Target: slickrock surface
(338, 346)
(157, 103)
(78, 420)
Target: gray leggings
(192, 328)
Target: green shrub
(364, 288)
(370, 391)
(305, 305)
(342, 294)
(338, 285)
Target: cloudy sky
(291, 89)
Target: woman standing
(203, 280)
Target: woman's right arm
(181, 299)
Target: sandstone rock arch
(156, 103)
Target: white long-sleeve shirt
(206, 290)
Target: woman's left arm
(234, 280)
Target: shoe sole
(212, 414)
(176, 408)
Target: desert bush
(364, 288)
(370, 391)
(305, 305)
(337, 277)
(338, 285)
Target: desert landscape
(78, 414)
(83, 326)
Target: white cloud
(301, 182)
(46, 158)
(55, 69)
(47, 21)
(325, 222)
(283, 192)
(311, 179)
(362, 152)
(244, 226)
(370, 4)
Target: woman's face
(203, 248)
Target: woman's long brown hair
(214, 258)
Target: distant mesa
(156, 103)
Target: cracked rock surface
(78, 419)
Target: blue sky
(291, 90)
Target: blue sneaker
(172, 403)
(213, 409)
---
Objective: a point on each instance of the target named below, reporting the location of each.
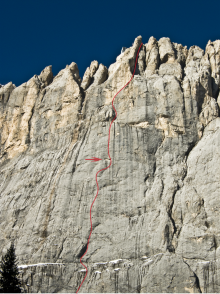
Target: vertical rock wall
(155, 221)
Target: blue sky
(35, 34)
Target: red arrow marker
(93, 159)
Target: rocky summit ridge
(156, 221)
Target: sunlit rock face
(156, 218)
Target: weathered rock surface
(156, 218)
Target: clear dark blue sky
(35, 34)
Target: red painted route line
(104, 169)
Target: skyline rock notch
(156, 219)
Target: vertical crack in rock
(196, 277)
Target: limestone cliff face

WORK INSTRUCTIONS >>
Copy the listing between the lines holding "Target: rocky summit ridge" and "Target: limestone cliff face", inclusive, swapping "Target" for "Label" and leaving everything else as it is.

SOLUTION FOR THIS PROBLEM >>
Label: rocky summit ridge
(156, 221)
Label: sunlit rock face
(156, 218)
Label: weathered rock surface
(156, 218)
Label: clear dark blue sky
(35, 34)
Label: red painted route line
(104, 169)
Label: skyline rock notch
(156, 219)
Label: vertical crack in rock
(196, 277)
Label: limestone cliff face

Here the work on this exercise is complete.